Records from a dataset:
* * * * *
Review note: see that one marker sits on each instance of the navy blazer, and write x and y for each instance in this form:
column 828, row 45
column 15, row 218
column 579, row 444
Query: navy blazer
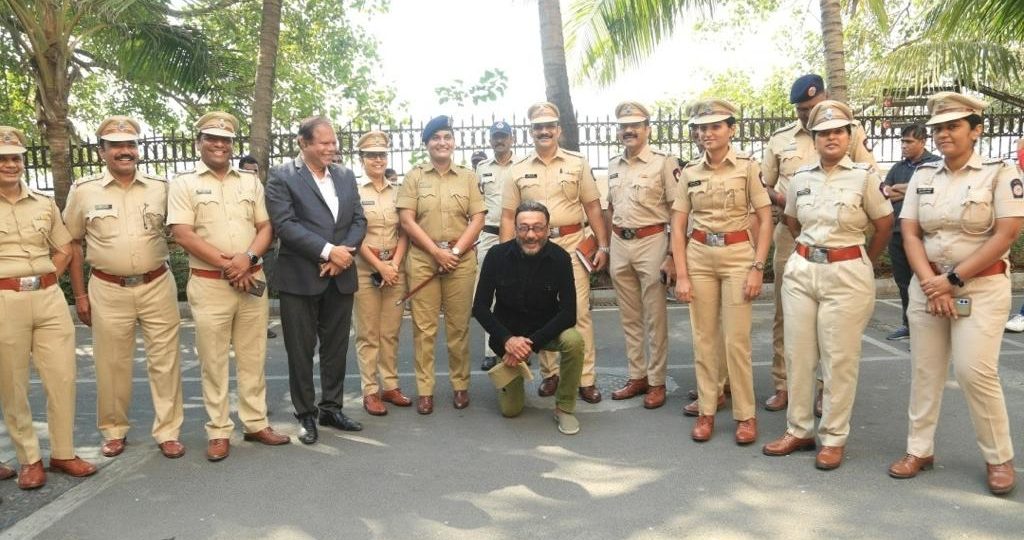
* * * * *
TASK BRIEF:
Give the entries again word for word, but skip the pictures.

CORRECT ANSWER:
Review note: see that one marker sits on each instance of the navy blazer, and write x and y for each instance in this form:
column 828, row 45
column 15, row 218
column 579, row 444
Query: navy blazer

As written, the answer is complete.